-- Opening Marker --

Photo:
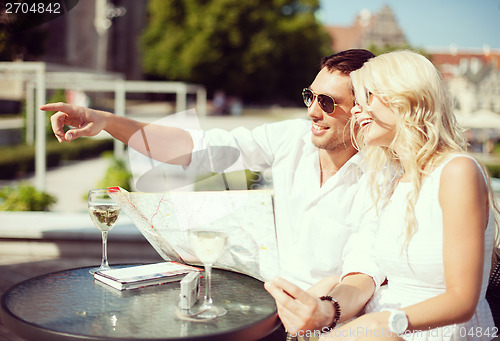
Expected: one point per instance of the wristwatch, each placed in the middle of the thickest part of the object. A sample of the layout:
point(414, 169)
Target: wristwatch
point(398, 321)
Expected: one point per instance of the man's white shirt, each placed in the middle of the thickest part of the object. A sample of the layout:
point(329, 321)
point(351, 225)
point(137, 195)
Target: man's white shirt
point(318, 227)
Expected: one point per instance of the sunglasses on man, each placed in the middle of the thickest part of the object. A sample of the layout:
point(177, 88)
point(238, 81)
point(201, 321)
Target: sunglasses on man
point(326, 103)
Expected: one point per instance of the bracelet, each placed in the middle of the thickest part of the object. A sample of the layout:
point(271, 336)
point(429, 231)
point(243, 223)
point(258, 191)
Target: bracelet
point(336, 309)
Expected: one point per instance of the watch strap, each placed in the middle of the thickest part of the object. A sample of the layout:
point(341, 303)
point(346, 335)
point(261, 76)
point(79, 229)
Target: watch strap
point(336, 311)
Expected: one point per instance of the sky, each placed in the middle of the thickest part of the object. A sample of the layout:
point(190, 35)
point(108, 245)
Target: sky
point(429, 23)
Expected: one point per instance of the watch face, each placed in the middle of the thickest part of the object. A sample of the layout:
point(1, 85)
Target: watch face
point(399, 322)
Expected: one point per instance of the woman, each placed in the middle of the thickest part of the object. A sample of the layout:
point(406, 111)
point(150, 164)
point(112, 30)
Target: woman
point(437, 226)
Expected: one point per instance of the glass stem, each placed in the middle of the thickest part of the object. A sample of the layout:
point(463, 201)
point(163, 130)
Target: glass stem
point(104, 262)
point(208, 285)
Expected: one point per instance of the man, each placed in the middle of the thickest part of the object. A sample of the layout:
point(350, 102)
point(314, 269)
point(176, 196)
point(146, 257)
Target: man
point(319, 192)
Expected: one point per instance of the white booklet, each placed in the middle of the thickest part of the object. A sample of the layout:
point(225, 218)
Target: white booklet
point(144, 275)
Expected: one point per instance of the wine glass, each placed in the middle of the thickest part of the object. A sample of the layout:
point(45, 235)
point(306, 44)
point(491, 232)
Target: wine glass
point(208, 246)
point(104, 212)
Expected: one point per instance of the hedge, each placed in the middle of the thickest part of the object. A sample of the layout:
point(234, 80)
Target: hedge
point(16, 161)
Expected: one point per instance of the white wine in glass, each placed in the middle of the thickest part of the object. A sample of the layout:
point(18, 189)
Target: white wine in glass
point(104, 212)
point(208, 246)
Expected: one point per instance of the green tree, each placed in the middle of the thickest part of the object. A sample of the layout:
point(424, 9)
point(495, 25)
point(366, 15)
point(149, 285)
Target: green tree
point(252, 48)
point(17, 43)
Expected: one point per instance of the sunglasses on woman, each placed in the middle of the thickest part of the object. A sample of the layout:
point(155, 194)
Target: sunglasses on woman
point(326, 103)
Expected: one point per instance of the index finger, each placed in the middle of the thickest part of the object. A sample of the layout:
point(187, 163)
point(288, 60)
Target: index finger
point(292, 290)
point(58, 122)
point(60, 106)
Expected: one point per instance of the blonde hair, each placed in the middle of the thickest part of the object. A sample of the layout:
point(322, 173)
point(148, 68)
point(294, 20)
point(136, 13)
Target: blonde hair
point(426, 129)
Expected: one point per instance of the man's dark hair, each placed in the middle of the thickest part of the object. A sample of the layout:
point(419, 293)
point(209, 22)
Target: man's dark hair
point(346, 61)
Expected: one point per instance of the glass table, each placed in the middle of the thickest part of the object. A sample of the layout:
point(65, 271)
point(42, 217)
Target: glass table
point(70, 305)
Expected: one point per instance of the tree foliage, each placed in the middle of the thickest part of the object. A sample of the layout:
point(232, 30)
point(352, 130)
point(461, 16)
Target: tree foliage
point(251, 48)
point(18, 40)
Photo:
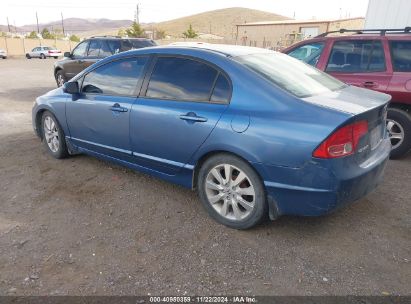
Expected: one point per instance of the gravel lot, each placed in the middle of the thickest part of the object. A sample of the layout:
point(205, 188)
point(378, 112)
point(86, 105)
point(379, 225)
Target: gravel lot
point(81, 226)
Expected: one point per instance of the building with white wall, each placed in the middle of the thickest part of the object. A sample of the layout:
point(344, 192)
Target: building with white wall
point(394, 14)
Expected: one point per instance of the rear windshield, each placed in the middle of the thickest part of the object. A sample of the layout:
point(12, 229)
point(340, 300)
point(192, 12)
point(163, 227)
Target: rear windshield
point(291, 74)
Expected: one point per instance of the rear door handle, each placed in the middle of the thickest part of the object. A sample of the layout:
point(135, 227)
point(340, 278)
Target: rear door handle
point(191, 116)
point(370, 84)
point(117, 108)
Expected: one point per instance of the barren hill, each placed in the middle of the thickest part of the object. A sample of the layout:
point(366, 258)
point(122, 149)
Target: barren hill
point(219, 22)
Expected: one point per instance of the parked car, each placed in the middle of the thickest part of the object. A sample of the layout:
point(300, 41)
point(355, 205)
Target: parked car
point(43, 52)
point(379, 60)
point(256, 132)
point(3, 54)
point(92, 50)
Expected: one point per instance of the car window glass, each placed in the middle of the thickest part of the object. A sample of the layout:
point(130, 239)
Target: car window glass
point(353, 56)
point(94, 48)
point(222, 91)
point(114, 46)
point(115, 78)
point(290, 74)
point(80, 50)
point(401, 55)
point(105, 50)
point(181, 79)
point(309, 53)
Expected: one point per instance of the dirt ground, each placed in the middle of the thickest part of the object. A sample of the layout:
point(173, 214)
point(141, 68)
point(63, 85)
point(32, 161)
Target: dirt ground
point(81, 226)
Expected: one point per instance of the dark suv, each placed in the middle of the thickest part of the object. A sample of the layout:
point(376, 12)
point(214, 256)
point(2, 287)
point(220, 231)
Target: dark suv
point(374, 59)
point(90, 51)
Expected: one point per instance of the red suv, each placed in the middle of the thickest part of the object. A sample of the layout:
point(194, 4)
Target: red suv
point(374, 59)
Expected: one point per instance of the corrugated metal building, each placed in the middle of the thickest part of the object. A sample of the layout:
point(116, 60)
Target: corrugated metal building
point(280, 34)
point(388, 14)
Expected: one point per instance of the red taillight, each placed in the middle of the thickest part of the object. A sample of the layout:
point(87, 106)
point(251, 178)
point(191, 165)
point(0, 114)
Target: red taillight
point(343, 141)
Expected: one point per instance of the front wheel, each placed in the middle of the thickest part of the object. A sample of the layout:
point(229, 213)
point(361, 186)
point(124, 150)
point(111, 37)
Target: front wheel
point(399, 131)
point(53, 136)
point(232, 192)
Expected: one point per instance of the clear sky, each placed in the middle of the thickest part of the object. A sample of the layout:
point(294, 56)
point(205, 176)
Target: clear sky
point(23, 12)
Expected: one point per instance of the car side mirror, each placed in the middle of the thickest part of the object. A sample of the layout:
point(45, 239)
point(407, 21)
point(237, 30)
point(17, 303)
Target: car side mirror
point(71, 87)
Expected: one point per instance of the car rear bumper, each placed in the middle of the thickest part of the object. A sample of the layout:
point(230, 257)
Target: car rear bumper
point(318, 189)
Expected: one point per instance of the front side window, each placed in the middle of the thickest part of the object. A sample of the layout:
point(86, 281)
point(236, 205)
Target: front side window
point(361, 56)
point(80, 50)
point(115, 78)
point(181, 79)
point(401, 55)
point(291, 75)
point(309, 53)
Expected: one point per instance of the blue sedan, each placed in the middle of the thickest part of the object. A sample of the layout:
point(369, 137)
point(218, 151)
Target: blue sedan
point(255, 132)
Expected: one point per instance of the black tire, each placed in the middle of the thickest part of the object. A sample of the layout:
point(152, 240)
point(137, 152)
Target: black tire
point(403, 119)
point(61, 152)
point(260, 207)
point(60, 77)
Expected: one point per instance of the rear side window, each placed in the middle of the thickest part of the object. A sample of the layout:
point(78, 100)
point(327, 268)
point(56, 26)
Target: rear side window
point(181, 79)
point(309, 53)
point(401, 55)
point(80, 50)
point(361, 56)
point(115, 78)
point(222, 90)
point(94, 48)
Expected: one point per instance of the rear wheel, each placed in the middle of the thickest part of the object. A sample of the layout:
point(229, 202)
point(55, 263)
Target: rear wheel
point(53, 136)
point(232, 192)
point(399, 131)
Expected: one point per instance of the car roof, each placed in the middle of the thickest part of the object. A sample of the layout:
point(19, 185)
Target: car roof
point(222, 49)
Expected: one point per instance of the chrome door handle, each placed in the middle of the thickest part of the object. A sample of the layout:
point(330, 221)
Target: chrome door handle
point(193, 117)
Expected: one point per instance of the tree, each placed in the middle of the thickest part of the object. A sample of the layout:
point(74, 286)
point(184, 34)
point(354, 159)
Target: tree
point(46, 34)
point(135, 31)
point(74, 38)
point(190, 33)
point(32, 35)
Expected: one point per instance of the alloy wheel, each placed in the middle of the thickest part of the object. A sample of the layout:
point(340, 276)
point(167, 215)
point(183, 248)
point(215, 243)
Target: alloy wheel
point(395, 133)
point(51, 134)
point(230, 192)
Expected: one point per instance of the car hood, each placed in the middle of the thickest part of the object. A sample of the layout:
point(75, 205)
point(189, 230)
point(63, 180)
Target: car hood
point(350, 99)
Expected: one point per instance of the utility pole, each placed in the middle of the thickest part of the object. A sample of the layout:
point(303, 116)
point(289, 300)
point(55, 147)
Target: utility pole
point(37, 18)
point(62, 24)
point(8, 24)
point(137, 19)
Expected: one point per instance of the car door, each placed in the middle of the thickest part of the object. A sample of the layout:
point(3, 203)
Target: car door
point(359, 62)
point(77, 61)
point(180, 105)
point(98, 118)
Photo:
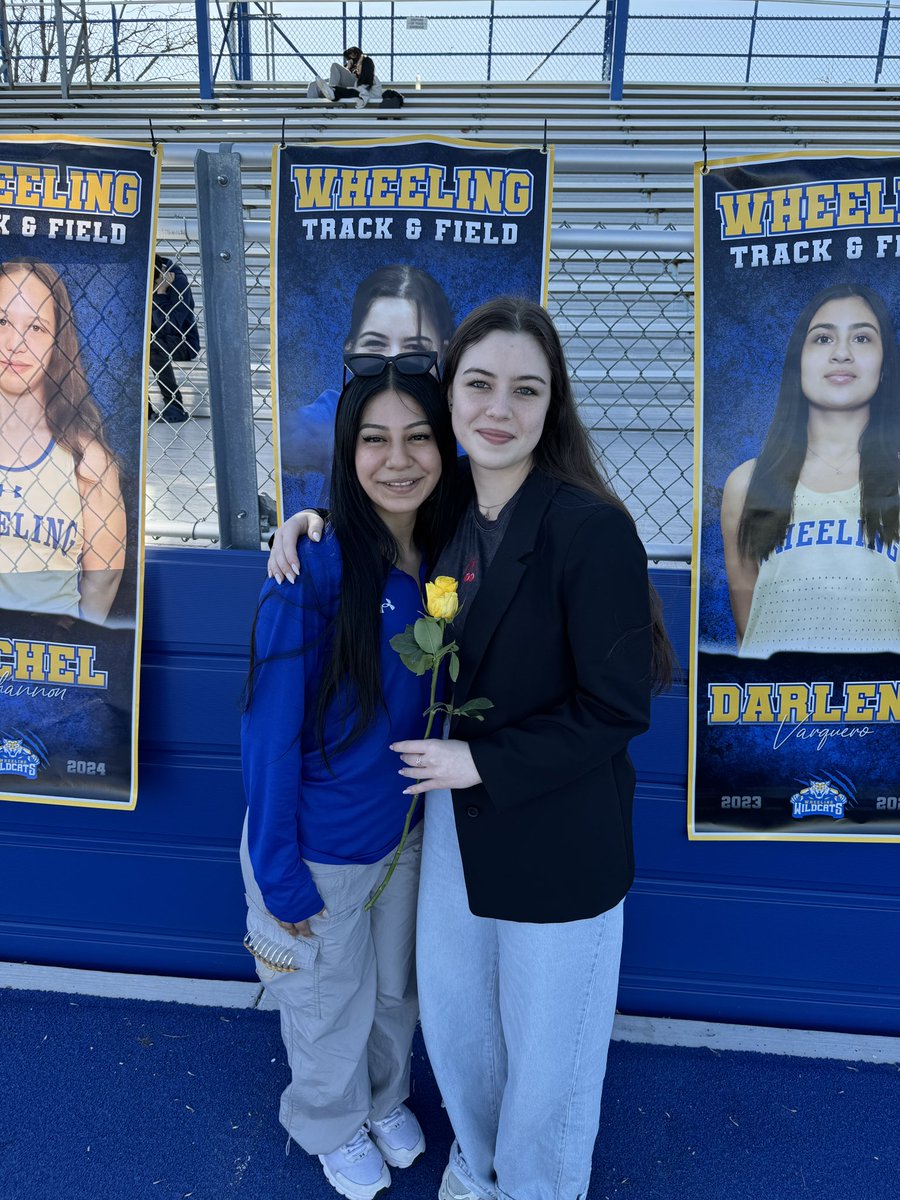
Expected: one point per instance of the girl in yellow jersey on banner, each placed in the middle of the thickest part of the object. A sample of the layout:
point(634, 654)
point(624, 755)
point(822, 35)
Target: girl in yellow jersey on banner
point(61, 511)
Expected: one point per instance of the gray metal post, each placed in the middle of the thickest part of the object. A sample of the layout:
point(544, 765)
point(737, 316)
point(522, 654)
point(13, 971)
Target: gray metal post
point(753, 39)
point(225, 301)
point(61, 49)
point(6, 49)
point(882, 40)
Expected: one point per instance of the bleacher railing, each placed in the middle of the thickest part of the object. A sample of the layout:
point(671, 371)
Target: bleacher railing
point(805, 42)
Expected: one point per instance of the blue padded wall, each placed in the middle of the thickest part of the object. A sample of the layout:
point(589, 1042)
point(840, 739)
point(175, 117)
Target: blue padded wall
point(757, 933)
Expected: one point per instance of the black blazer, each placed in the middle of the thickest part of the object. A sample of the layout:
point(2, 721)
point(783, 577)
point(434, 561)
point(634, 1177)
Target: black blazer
point(558, 639)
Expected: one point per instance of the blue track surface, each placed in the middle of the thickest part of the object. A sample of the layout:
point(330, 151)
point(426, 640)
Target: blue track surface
point(109, 1099)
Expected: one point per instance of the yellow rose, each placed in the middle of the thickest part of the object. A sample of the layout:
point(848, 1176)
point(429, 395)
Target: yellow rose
point(441, 598)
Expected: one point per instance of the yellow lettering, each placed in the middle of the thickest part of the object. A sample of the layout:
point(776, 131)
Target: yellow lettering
point(383, 195)
point(851, 204)
point(97, 192)
point(87, 676)
point(875, 191)
point(485, 195)
point(792, 702)
point(857, 695)
point(313, 186)
point(742, 213)
point(411, 187)
point(59, 664)
point(29, 660)
point(517, 191)
point(888, 702)
point(819, 215)
point(821, 709)
point(353, 190)
point(437, 197)
point(52, 197)
point(757, 706)
point(28, 193)
point(127, 193)
point(786, 210)
point(724, 703)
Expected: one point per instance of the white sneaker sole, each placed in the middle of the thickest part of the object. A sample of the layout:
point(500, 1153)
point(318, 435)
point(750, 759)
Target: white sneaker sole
point(400, 1158)
point(346, 1187)
point(444, 1192)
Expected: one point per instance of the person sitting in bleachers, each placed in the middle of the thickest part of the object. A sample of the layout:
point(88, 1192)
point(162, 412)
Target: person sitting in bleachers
point(353, 81)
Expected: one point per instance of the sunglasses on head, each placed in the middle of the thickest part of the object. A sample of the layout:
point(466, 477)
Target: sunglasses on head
point(411, 363)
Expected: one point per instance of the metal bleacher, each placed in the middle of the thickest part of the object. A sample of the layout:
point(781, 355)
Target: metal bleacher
point(623, 174)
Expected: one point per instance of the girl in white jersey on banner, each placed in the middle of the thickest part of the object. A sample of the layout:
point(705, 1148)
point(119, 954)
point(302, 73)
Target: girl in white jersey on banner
point(396, 310)
point(61, 511)
point(810, 527)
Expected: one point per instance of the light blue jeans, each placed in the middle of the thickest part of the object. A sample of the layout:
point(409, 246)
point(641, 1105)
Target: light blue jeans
point(517, 1020)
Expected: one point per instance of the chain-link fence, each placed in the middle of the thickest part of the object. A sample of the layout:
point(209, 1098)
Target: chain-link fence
point(763, 42)
point(69, 492)
point(505, 40)
point(690, 41)
point(627, 323)
point(180, 479)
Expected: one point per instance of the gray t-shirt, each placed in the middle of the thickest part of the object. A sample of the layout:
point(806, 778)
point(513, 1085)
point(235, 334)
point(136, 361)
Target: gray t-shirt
point(469, 553)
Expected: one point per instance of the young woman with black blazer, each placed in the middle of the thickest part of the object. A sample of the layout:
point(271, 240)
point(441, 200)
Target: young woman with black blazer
point(528, 849)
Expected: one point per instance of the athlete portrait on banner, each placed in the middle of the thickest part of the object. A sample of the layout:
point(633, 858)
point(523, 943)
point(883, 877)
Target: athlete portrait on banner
point(381, 249)
point(796, 689)
point(77, 219)
point(63, 531)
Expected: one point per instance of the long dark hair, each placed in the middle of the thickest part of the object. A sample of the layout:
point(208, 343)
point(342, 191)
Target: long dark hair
point(399, 281)
point(352, 676)
point(565, 450)
point(70, 411)
point(769, 496)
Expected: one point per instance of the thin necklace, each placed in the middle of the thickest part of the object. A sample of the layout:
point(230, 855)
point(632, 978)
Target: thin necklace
point(837, 468)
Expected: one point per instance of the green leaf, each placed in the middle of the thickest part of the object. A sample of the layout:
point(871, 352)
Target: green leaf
point(418, 663)
point(473, 708)
point(429, 635)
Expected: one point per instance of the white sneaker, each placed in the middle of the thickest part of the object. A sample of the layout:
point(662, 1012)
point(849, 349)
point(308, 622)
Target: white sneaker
point(357, 1169)
point(399, 1137)
point(453, 1189)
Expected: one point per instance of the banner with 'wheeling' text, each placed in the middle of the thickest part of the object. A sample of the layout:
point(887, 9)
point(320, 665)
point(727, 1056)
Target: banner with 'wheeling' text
point(796, 604)
point(77, 221)
point(385, 246)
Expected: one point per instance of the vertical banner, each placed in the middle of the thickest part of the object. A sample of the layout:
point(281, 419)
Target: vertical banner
point(384, 246)
point(796, 604)
point(77, 222)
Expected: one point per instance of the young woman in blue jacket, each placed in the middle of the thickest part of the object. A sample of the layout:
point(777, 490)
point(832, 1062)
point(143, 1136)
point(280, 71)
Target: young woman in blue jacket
point(528, 850)
point(325, 697)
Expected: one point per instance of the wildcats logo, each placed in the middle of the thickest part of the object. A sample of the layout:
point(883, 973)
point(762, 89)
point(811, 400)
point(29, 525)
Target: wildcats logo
point(819, 798)
point(17, 759)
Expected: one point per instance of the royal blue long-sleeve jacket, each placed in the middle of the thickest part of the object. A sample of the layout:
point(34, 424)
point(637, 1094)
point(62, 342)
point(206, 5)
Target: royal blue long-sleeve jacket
point(351, 809)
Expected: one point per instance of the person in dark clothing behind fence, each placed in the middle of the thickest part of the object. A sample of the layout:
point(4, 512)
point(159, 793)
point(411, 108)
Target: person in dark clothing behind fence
point(354, 81)
point(174, 335)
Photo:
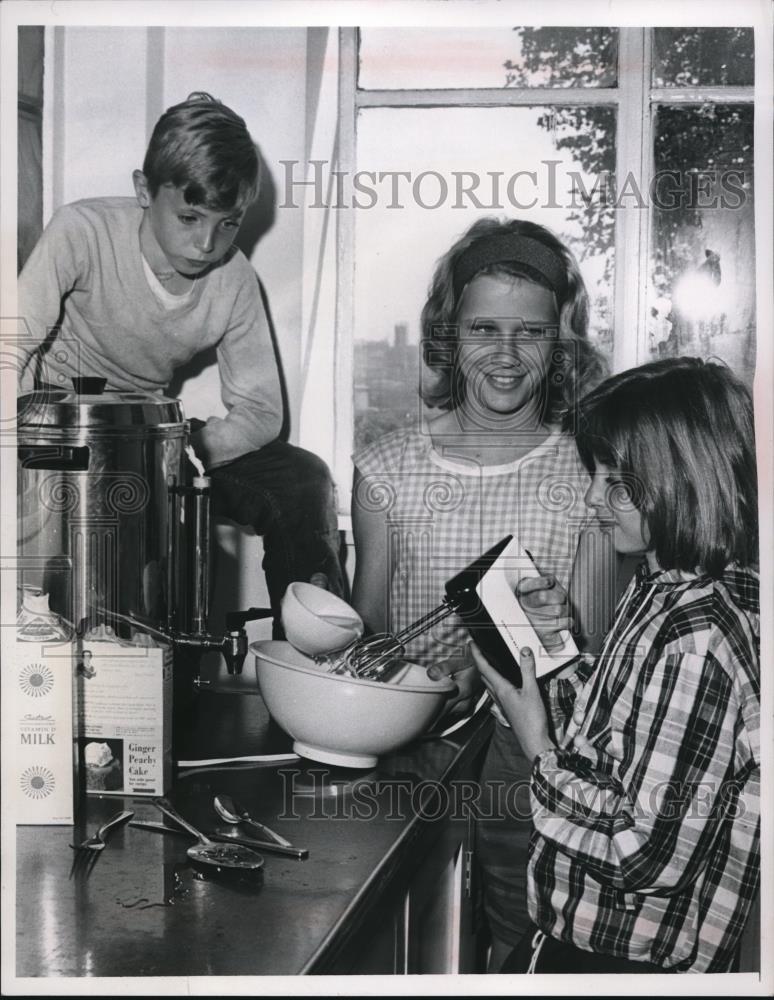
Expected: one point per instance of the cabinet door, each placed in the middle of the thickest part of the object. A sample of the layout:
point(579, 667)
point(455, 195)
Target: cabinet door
point(442, 936)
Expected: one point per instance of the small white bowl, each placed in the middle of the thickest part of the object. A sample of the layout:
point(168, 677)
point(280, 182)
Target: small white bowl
point(316, 621)
point(343, 720)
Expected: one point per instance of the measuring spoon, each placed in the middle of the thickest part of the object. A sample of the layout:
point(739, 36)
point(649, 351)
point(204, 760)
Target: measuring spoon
point(209, 854)
point(232, 812)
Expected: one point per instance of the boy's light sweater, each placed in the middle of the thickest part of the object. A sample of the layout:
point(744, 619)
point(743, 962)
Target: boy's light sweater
point(86, 274)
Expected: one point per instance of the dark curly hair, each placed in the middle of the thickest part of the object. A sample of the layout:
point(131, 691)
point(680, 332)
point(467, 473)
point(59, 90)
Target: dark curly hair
point(203, 147)
point(580, 365)
point(680, 434)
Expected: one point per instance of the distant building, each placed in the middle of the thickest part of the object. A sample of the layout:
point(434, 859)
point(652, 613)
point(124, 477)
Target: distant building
point(386, 391)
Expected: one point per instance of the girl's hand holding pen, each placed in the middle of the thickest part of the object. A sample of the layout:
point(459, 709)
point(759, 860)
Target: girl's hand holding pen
point(522, 707)
point(547, 606)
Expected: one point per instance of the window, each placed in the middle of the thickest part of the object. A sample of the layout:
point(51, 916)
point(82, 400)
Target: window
point(635, 145)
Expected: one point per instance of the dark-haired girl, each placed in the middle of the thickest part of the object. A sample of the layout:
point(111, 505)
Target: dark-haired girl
point(645, 799)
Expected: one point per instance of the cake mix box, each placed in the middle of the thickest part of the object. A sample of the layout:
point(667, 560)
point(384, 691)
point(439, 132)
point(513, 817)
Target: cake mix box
point(40, 746)
point(124, 697)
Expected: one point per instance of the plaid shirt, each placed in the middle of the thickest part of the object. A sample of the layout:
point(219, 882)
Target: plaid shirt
point(441, 513)
point(650, 851)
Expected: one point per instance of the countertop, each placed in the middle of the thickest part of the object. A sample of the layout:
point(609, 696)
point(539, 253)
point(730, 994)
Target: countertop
point(144, 911)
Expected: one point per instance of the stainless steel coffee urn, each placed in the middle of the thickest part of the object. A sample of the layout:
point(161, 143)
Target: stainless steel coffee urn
point(95, 474)
point(110, 528)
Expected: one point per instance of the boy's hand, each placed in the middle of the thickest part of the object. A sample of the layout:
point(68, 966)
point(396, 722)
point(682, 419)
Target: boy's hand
point(547, 606)
point(522, 707)
point(461, 668)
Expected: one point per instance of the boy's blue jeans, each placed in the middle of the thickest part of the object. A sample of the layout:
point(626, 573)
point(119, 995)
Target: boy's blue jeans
point(287, 495)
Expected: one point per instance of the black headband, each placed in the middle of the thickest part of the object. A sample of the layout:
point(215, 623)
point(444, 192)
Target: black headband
point(530, 254)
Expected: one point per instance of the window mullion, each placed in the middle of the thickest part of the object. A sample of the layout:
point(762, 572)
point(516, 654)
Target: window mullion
point(343, 401)
point(487, 97)
point(633, 174)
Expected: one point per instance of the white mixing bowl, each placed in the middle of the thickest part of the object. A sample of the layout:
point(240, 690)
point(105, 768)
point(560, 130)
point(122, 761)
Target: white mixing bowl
point(343, 720)
point(316, 621)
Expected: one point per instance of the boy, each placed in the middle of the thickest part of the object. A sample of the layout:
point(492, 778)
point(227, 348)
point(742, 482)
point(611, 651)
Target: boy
point(130, 290)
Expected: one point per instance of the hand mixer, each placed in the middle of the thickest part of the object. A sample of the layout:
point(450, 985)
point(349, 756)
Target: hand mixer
point(378, 657)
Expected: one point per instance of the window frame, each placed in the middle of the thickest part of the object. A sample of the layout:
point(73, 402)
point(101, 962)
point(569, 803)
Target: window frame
point(635, 101)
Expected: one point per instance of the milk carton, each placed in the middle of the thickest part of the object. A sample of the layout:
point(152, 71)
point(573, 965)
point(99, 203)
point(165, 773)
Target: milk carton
point(40, 747)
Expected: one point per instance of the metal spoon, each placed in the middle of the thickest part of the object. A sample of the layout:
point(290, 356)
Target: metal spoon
point(232, 812)
point(210, 854)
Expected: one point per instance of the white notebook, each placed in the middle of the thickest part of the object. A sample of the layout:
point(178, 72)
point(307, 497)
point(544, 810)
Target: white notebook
point(497, 591)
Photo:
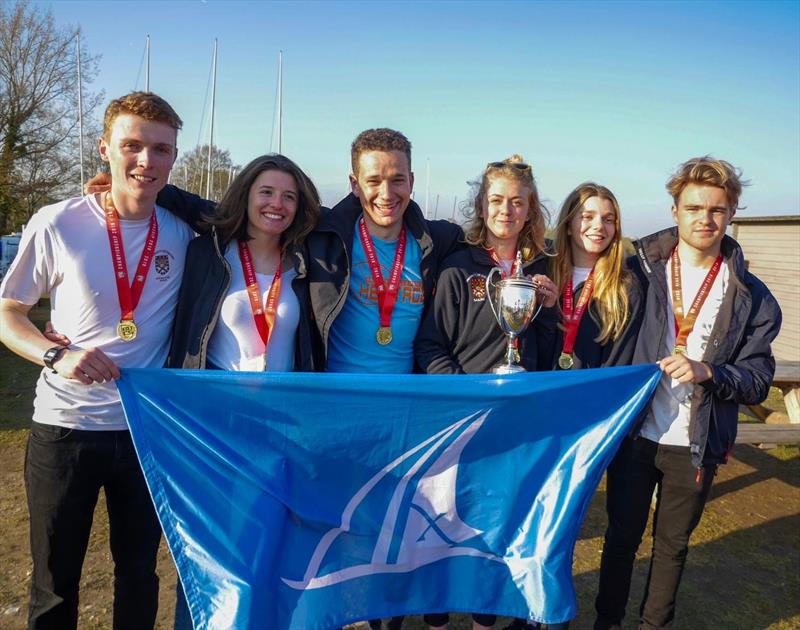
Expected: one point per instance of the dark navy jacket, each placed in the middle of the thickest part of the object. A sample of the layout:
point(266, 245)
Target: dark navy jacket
point(738, 350)
point(206, 278)
point(459, 334)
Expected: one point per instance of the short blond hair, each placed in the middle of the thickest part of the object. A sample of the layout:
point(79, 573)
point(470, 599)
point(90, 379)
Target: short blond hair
point(531, 238)
point(143, 104)
point(708, 171)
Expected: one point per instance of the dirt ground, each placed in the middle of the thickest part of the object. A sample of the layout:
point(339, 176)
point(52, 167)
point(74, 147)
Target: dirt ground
point(743, 569)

-- Closing Marker --

◆ **PROBLEM STATEMENT**
Transcribe each line of the data above, unaltered, from the one where "Expected: one point per instance of the athlete" appears to the one where "Expected: one point per instance of the vertical" appears, inclusive of both.

◆ **TASK OUTPUT**
Expected: one point per instance of the athlete portrait on banner, each placed in the middle of the thickest part of the object. A sample of the layout:
point(633, 858)
point(523, 943)
point(883, 877)
Target: athlete portrait on banner
point(381, 249)
point(796, 689)
point(77, 219)
point(63, 531)
Expected: one point per instance of the long dark hair, each placed in the middle of the thickest part of the object. A sample of the layout:
point(208, 343)
point(342, 191)
Target: long dark hair
point(399, 281)
point(352, 676)
point(565, 450)
point(70, 411)
point(769, 496)
Expected: one point per instance of the thin necklace, each placed in the middle of the thickest part of the object. A sample of the layout:
point(230, 855)
point(632, 978)
Target: thin necklace
point(837, 468)
Expected: one point per instance of the green leaf, each placed in the middle of the thickest part of the object. A sample of the layout:
point(871, 352)
Target: green leaf
point(418, 663)
point(473, 708)
point(429, 635)
Expected: one point per instance of the white sneaker, each placed in the middle of the thickest part of the object. A sample of the layout:
point(662, 1012)
point(849, 349)
point(308, 622)
Target: white sneaker
point(357, 1169)
point(399, 1137)
point(453, 1189)
Expected: one point per instance of the banner with 'wheeling' text, each placed in the middle of the thickest part of the object. A sample of the layout:
point(887, 9)
point(320, 665)
point(727, 1056)
Target: banner with 'wheeling' text
point(796, 604)
point(77, 221)
point(385, 246)
Expected: one point per instance of the vertical banner, each placed in the middle of the thickest part of the object. A sample of the layout:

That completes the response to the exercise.